**Work to be completed:** Nothing but the records, copied exactly and stripped of pictures, should be in the answer.

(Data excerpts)
════════

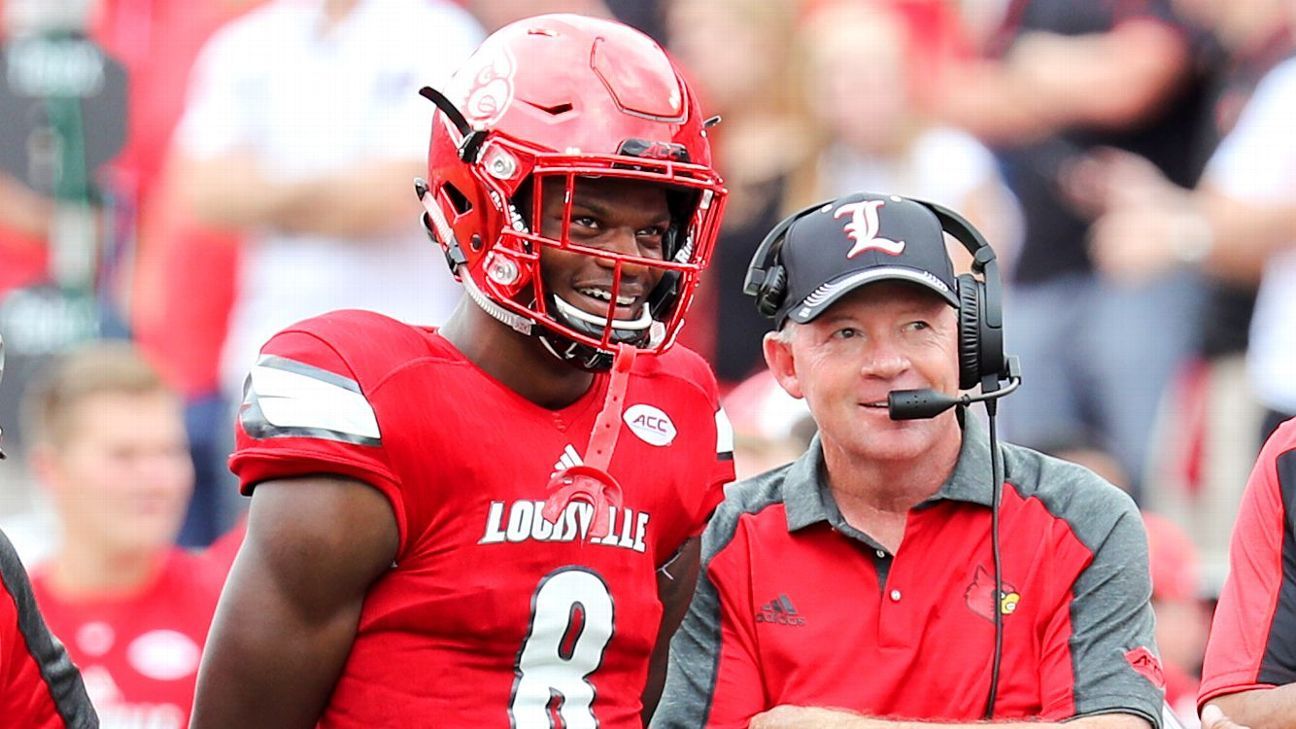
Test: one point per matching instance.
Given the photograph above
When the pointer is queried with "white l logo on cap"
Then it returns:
(863, 228)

════════

**Expected answer:**
Test: one point per matching instance.
Given the photograph above
When the pointer is queried with "white l logo on cap"
Then it returns:
(863, 228)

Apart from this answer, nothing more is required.